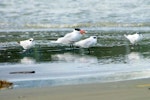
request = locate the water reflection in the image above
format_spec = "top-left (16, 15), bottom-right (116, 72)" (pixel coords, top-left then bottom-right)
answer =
top-left (51, 53), bottom-right (98, 63)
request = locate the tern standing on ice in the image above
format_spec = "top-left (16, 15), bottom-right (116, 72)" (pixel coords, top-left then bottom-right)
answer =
top-left (74, 36), bottom-right (97, 51)
top-left (51, 28), bottom-right (86, 45)
top-left (124, 33), bottom-right (143, 45)
top-left (19, 38), bottom-right (33, 50)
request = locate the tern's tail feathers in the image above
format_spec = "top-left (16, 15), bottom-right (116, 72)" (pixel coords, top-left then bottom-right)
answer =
top-left (124, 34), bottom-right (128, 38)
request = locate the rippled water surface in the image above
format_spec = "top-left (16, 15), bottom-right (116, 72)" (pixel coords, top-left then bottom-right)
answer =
top-left (0, 0), bottom-right (150, 88)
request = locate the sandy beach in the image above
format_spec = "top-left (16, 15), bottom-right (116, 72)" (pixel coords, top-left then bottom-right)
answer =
top-left (0, 79), bottom-right (150, 100)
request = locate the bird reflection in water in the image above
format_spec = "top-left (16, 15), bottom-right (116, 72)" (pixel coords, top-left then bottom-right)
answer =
top-left (52, 53), bottom-right (98, 63)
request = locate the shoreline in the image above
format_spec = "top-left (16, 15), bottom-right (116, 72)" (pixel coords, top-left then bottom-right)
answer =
top-left (0, 78), bottom-right (150, 100)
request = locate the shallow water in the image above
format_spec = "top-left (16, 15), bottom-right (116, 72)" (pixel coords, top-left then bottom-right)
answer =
top-left (0, 29), bottom-right (150, 88)
top-left (0, 0), bottom-right (150, 88)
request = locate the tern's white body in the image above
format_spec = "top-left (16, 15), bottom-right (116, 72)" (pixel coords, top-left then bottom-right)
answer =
top-left (20, 38), bottom-right (33, 50)
top-left (51, 30), bottom-right (83, 44)
top-left (124, 33), bottom-right (143, 44)
top-left (74, 36), bottom-right (97, 48)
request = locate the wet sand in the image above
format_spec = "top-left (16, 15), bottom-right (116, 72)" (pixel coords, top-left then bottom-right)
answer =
top-left (0, 79), bottom-right (150, 100)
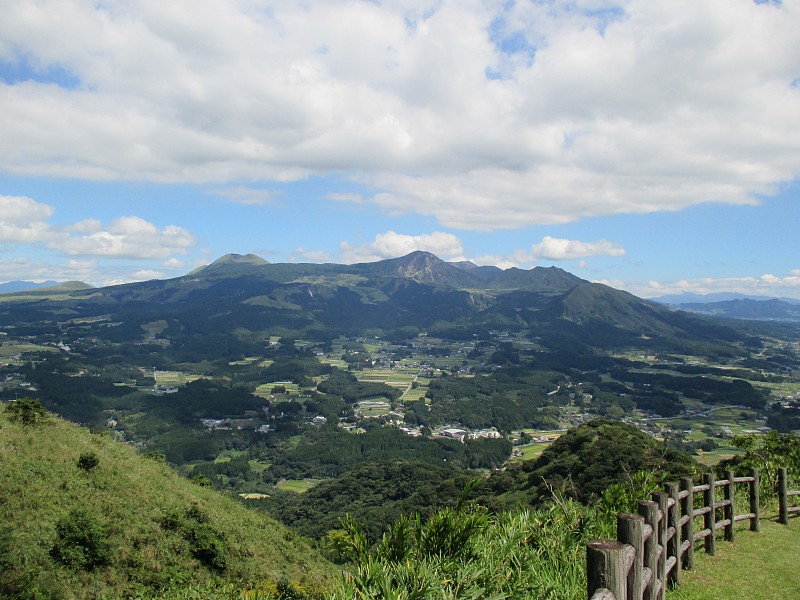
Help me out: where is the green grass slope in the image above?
[667,518,800,600]
[0,403,336,599]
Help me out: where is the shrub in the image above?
[161,504,227,571]
[78,452,100,471]
[52,510,111,571]
[6,398,47,425]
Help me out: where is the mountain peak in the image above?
[364,250,464,285]
[189,254,269,275]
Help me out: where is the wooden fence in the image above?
[778,469,800,525]
[586,469,760,600]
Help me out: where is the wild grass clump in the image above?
[332,499,599,600]
[0,403,336,600]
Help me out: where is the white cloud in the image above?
[163,256,186,269]
[0,196,195,259]
[54,217,195,259]
[0,0,800,230]
[532,235,625,260]
[209,186,275,204]
[325,192,364,204]
[340,231,463,264]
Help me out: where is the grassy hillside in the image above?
[0,404,336,599]
[668,519,800,600]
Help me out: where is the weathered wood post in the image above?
[639,500,660,600]
[617,513,644,600]
[778,468,789,525]
[723,471,736,542]
[586,540,628,600]
[681,477,694,570]
[664,483,683,585]
[653,492,669,600]
[703,473,717,556]
[750,468,761,531]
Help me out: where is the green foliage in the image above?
[523,420,696,502]
[192,473,214,487]
[161,504,227,571]
[719,430,800,496]
[332,499,610,600]
[264,460,472,540]
[52,509,111,571]
[6,398,47,425]
[78,452,100,471]
[0,411,335,600]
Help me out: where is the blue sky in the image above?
[0,0,800,298]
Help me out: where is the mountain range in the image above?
[0,251,772,352]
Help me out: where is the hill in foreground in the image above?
[0,403,335,598]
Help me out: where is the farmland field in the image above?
[275,479,322,494]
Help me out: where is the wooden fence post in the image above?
[723,471,736,542]
[639,500,660,600]
[750,468,761,531]
[665,482,683,585]
[778,468,789,525]
[653,492,669,600]
[703,473,717,556]
[617,513,644,600]
[681,477,694,570]
[586,540,628,600]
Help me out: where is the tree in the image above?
[6,397,47,425]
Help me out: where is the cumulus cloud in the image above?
[209,186,275,204]
[325,192,364,204]
[340,231,463,264]
[55,217,195,259]
[0,0,800,231]
[0,196,196,259]
[533,235,625,260]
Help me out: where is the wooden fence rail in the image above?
[778,469,800,525]
[586,469,764,600]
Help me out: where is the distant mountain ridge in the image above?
[0,280,59,294]
[653,292,800,322]
[0,251,764,353]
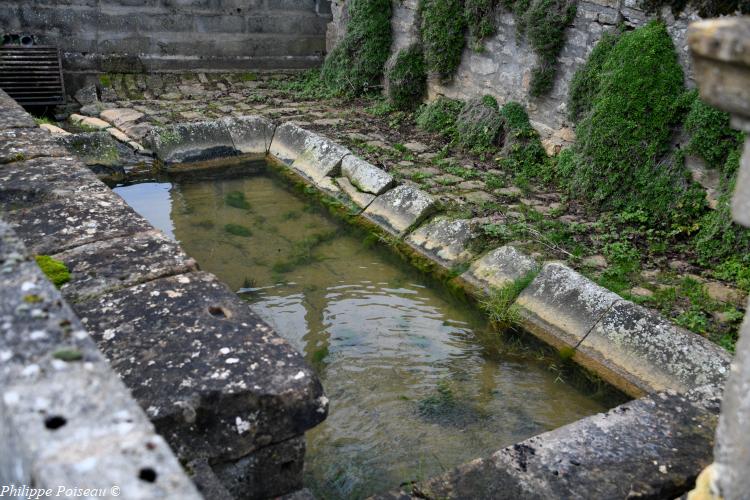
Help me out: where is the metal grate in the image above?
[0,45,65,106]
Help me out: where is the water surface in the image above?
[115,169,614,498]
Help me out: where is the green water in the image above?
[115,166,624,498]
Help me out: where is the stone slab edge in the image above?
[262,119,729,397]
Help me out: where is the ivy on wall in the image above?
[321,0,392,97]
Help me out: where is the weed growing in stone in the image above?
[35,255,71,288]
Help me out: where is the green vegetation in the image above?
[419,0,466,78]
[224,224,253,238]
[321,0,391,97]
[464,0,498,51]
[415,97,463,139]
[224,191,250,210]
[500,101,549,180]
[568,31,620,122]
[386,45,427,109]
[557,21,700,220]
[479,272,537,331]
[502,0,577,97]
[35,255,70,288]
[456,96,504,153]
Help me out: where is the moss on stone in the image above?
[35,255,70,288]
[386,45,427,110]
[419,0,466,78]
[224,224,253,238]
[321,0,391,96]
[415,97,463,138]
[456,96,504,153]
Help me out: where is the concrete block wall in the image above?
[328,0,699,153]
[0,0,331,72]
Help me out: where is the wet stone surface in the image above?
[76,273,327,460]
[382,393,717,500]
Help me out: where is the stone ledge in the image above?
[461,246,539,293]
[578,301,731,394]
[516,262,620,349]
[373,392,717,500]
[53,230,198,302]
[0,221,200,499]
[75,273,328,461]
[362,184,437,236]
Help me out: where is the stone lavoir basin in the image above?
[115,162,624,498]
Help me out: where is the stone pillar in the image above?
[688,17,750,500]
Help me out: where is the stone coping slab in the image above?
[0,221,201,499]
[223,116,276,155]
[516,262,620,349]
[578,301,731,394]
[0,156,107,211]
[0,128,70,164]
[145,120,238,165]
[461,245,539,293]
[373,392,718,500]
[0,184,151,254]
[75,272,328,461]
[269,123,351,184]
[406,216,476,268]
[53,230,198,302]
[341,154,396,196]
[362,184,437,236]
[336,177,375,210]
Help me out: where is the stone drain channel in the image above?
[0,87,730,498]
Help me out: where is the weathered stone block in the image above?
[336,177,375,209]
[54,231,198,302]
[224,116,276,155]
[406,219,476,267]
[270,123,351,184]
[213,436,305,499]
[516,262,620,348]
[4,184,152,254]
[145,121,238,164]
[341,155,396,196]
[461,246,539,292]
[0,156,107,210]
[363,185,436,236]
[390,393,717,500]
[579,301,731,394]
[0,128,70,164]
[75,273,328,462]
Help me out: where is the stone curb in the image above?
[0,221,202,499]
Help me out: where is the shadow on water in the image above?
[111,163,622,498]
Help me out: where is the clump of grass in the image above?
[224,224,253,238]
[456,96,504,153]
[35,255,71,288]
[386,45,427,110]
[415,97,463,139]
[419,0,466,78]
[321,0,391,96]
[479,272,537,330]
[224,191,250,210]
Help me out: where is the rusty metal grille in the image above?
[0,45,65,106]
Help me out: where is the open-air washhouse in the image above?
[0,0,750,500]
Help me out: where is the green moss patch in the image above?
[35,255,70,288]
[386,45,427,109]
[224,224,253,238]
[321,0,391,96]
[419,0,466,78]
[224,191,250,210]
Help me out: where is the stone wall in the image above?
[0,0,331,72]
[328,0,698,152]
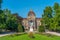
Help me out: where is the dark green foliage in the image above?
[38,26,45,32]
[42,3,60,32]
[17,23,24,32]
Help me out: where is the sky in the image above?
[2,0,60,18]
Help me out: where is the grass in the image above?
[0,34,60,40]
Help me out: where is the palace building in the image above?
[22,10,42,31]
[14,10,42,31]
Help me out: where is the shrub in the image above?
[38,26,45,32]
[17,24,24,32]
[28,32,34,38]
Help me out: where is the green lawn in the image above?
[0,34,60,40]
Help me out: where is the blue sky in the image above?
[2,0,60,18]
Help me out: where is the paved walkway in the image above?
[0,32,14,37]
[46,31,60,36]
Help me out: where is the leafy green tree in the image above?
[53,3,60,31]
[42,6,53,29]
[0,0,2,10]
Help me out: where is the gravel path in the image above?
[0,32,14,37]
[46,31,60,36]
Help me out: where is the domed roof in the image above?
[28,10,35,16]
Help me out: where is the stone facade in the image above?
[22,10,42,31]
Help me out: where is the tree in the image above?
[0,0,2,10]
[53,3,60,31]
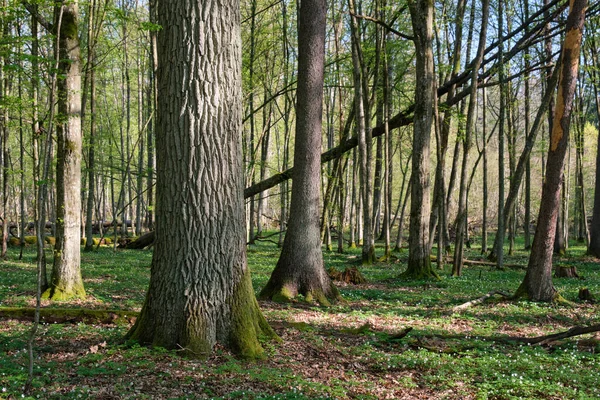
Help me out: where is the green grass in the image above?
[0,236,600,399]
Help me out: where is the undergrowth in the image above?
[0,236,600,399]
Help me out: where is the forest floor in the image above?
[0,236,600,399]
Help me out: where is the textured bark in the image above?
[405,0,437,278]
[43,1,85,300]
[127,0,275,357]
[588,39,600,258]
[260,0,339,305]
[452,0,490,276]
[488,64,558,260]
[516,0,587,301]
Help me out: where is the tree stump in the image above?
[579,288,596,303]
[554,266,579,278]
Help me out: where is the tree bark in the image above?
[127,0,275,357]
[260,0,340,305]
[452,0,490,276]
[516,0,587,302]
[405,0,438,278]
[43,1,85,300]
[588,36,600,258]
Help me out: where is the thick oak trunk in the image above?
[127,0,274,357]
[43,2,85,300]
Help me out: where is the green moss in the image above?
[268,286,294,303]
[229,270,281,359]
[42,282,86,301]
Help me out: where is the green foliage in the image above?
[0,238,600,399]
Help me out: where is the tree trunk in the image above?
[43,1,85,300]
[348,0,375,265]
[127,0,274,357]
[260,0,339,305]
[405,0,437,278]
[516,0,587,302]
[588,36,600,258]
[452,0,489,276]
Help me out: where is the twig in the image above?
[452,290,511,311]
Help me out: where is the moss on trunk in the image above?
[42,282,86,301]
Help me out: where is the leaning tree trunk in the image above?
[127,0,274,357]
[43,1,85,300]
[515,0,587,301]
[405,0,437,278]
[260,0,340,305]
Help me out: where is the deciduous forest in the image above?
[0,0,600,399]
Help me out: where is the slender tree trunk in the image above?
[494,0,506,268]
[348,0,375,265]
[405,0,437,278]
[588,36,600,258]
[515,0,587,301]
[260,0,340,305]
[452,0,489,276]
[481,83,489,254]
[523,0,531,250]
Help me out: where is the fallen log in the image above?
[505,324,600,345]
[0,307,139,324]
[117,231,154,250]
[431,257,527,270]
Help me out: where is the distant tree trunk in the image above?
[348,0,375,265]
[489,59,558,259]
[429,0,466,252]
[43,1,85,300]
[135,49,145,236]
[588,35,600,258]
[260,0,340,305]
[0,10,10,259]
[81,0,97,251]
[481,83,489,254]
[278,1,292,247]
[515,0,587,301]
[16,24,27,260]
[405,0,437,278]
[127,0,275,358]
[144,0,158,231]
[452,0,489,276]
[348,148,358,249]
[494,0,506,268]
[523,0,531,250]
[246,0,256,244]
[31,10,48,292]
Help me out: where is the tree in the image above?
[260,0,339,305]
[43,0,85,300]
[588,32,600,257]
[515,0,587,301]
[127,0,275,357]
[405,0,437,278]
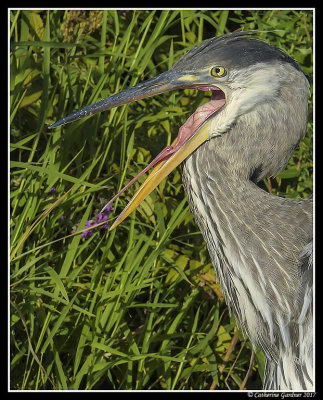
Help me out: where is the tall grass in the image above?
[10,10,312,390]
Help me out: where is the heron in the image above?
[50,32,313,390]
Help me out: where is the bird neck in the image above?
[183,144,312,359]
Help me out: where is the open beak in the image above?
[49,69,225,230]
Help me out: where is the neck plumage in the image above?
[183,86,312,387]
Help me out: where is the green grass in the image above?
[10,10,313,390]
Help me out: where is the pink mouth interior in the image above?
[101,85,225,212]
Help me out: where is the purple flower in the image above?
[81,220,94,239]
[72,205,113,240]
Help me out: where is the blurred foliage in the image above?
[10,10,313,390]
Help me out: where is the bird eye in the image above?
[211,67,227,78]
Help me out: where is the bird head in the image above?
[49,32,308,229]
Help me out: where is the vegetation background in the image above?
[9,10,313,390]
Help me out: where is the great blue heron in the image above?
[51,32,313,390]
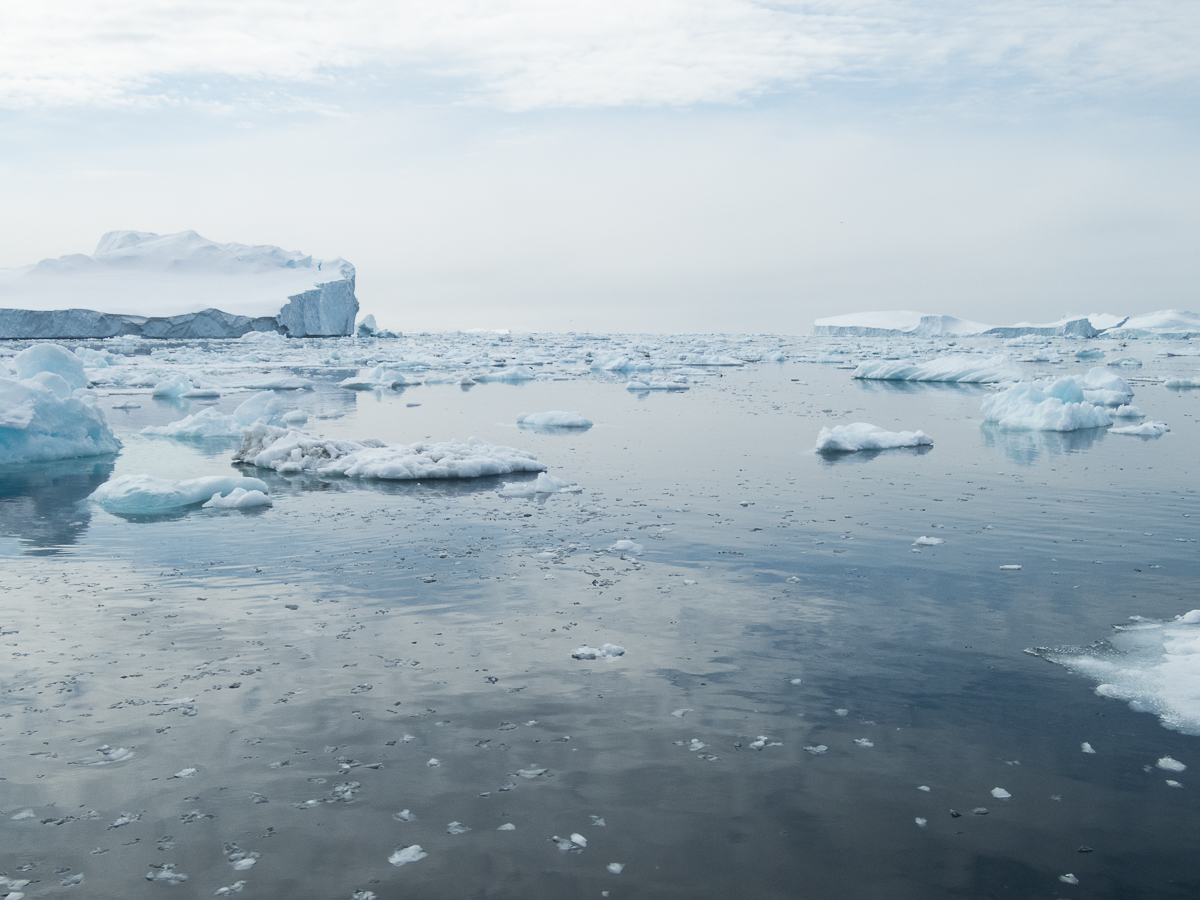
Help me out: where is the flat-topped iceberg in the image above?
[234,424,546,480]
[982,378,1112,431]
[853,353,1021,384]
[817,422,934,454]
[0,232,359,338]
[0,344,121,466]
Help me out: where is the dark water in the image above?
[0,355,1200,900]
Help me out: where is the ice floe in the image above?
[817,422,934,452]
[982,378,1112,431]
[234,425,546,480]
[88,475,268,515]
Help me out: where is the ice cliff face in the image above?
[0,232,359,338]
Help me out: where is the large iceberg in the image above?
[234,424,546,480]
[0,344,121,464]
[0,232,359,338]
[982,378,1112,431]
[853,354,1021,384]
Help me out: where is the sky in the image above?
[0,0,1200,334]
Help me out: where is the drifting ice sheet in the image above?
[234,424,546,480]
[853,354,1021,384]
[817,422,934,452]
[88,475,268,516]
[1036,610,1200,734]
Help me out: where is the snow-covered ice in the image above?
[88,475,268,516]
[817,422,934,452]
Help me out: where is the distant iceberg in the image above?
[0,232,359,338]
[853,354,1021,384]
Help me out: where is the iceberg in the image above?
[982,370,1112,431]
[853,353,1021,384]
[0,232,359,338]
[817,422,934,454]
[0,344,121,464]
[1027,610,1200,739]
[88,475,268,516]
[234,424,546,480]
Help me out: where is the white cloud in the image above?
[7,0,1200,109]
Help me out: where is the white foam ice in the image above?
[517,409,593,428]
[853,353,1021,384]
[0,344,121,464]
[1034,610,1200,734]
[497,472,583,497]
[817,422,934,452]
[234,424,546,480]
[571,643,625,659]
[982,370,1112,431]
[1109,422,1170,438]
[88,475,268,515]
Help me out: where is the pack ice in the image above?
[0,230,359,338]
[0,344,121,464]
[817,422,934,452]
[234,422,546,480]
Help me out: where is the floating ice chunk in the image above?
[146,863,187,884]
[234,425,546,480]
[853,354,1021,384]
[571,643,625,659]
[1109,404,1145,419]
[517,409,593,428]
[1109,422,1170,438]
[203,487,271,509]
[497,472,583,497]
[1031,611,1200,734]
[388,844,428,866]
[982,370,1108,431]
[0,374,121,466]
[88,475,268,515]
[817,422,934,452]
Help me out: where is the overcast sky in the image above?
[0,0,1200,332]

• [INSTRUCTIONS FOR THE TASK]
Rewrite the records between the line holding "Help me out: where is the green vegetation" and the line holding "[111,163,622,498]", inclusive, with "weathered stone block" changed to "eroded stone block" and everything else left as it stands. Give back only those lines.

• [TASK RESULT]
Help me out: where is the green vegetation in the image above?
[419,0,466,78]
[224,224,253,238]
[321,0,391,97]
[464,0,498,51]
[415,97,463,139]
[224,191,250,210]
[500,101,549,180]
[568,31,620,122]
[386,45,427,109]
[557,21,700,220]
[479,272,537,331]
[502,0,577,97]
[35,255,70,288]
[456,96,504,153]
Help me out: where is the moss on stone in the image above?
[35,255,70,288]
[386,45,427,110]
[419,0,466,78]
[224,224,253,238]
[321,0,391,96]
[415,97,463,138]
[456,96,504,153]
Help me out: where is the concrete block wall in the image above?
[328,0,699,153]
[0,0,331,72]
Help me out: where is the wet stone surface in the image above?
[76,273,327,460]
[382,393,717,500]
Help me out: where is the stone ledge in the image above?
[461,246,539,293]
[578,301,731,394]
[516,262,620,349]
[373,392,717,500]
[53,230,198,302]
[0,221,200,499]
[75,273,328,461]
[362,184,437,236]
Help me out: where is the stone lavoir basin in the image above?
[115,162,624,498]
Help me out: where is the stone pillar in the image above?
[688,17,750,500]
Help me out: where is the stone coping slab in the image above?
[0,221,201,499]
[223,116,276,155]
[516,262,620,349]
[578,301,731,394]
[0,156,107,211]
[0,128,70,164]
[145,120,238,165]
[461,245,539,293]
[373,392,718,500]
[0,184,151,254]
[75,272,328,461]
[269,123,351,184]
[406,216,476,268]
[53,230,198,302]
[341,154,396,196]
[362,184,437,236]
[336,177,375,210]
Help me out: where is the stone drain channel in the image above?
[0,87,730,498]
Help me out: where is the eroded stone block in the image above?
[336,177,375,209]
[54,231,198,302]
[224,116,276,155]
[406,219,476,267]
[270,123,351,184]
[213,436,305,499]
[516,262,620,348]
[4,184,152,254]
[145,121,238,164]
[341,155,396,196]
[461,246,539,292]
[0,156,107,210]
[363,185,436,236]
[390,393,717,500]
[579,301,731,394]
[0,128,70,164]
[75,273,328,462]
Help me out: where is the stone curb in the image above?
[0,221,202,499]
Help me out: where is the shadow on water in the image above?
[111,163,622,498]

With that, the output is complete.